**TASK REQUIREMENTS**:
1: In the message below about Hadoop's FileSystem methods, transcribe the part that opens with the words containing "Adding those isSafemode, recoverLease" and closes with "to use Ozone.".
2: According to the message below about Hadoop's FileSystem methods, what did Wei-Chiu write in the first mail about adding those methods?

**TEXT EXCERPT**:
§

They both need it for a similar use case: "to support Ozone", not anything
core that we handle as part of "Apache Hadoop" and I suppose both are
working fine with HDFS, because of adding dependency with HDFS? and now
they don't want to add Ozone for whatever reasons and folks chasing this
integration want to pass those issues or workload(maintaining/releasing) to
Hadoop.

Adding *isReady()* does make sense to me, I haven't checked what it is
gonna do or work for all FileSystems, but it sounds fair enough to me. Feel
free to raise a ticket for that if you have done some work already

Adding those isSafemode, recoverLease to FileSystem still doesn't make
sense to me, considering them not useful for a bunch of other implementing
FS and we don't want them to lie around just like that and put that
Technical Debt for all. Doing this sounds to me like a hack to avoid adding
Ozone as dependency to these client projects, where they want to use Ozone.
Anyway not starting this again 😉

Quoting Wei-Chiu itself from the first mail, he agreed that adding those
aren't a good idea:

> This is straightforward but the FileSystem would become
> bloated.
>

It was an agreed and known fact, now if it has changed, then can't help it.

§

**RECORDED INFORMATION**:
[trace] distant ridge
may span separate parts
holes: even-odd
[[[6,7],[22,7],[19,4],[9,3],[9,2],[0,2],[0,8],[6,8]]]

§

**SOLUTIONS TO EACH TASK**:
1:
Adding those isSafemode, recoverLease to FileSystem still doesn't make
sense to me, considering them not useful for a bunch of other implementing
FS and we don't want them to lie around just like that and put that
Technical Debt for all. Doing this sounds to me like a hack to avoid adding
Ozone as dependency to these client projects, where they want to use Ozone.

2: Wei-Chiu wrote that adding them is straightforward but the FileSystem would become bloated.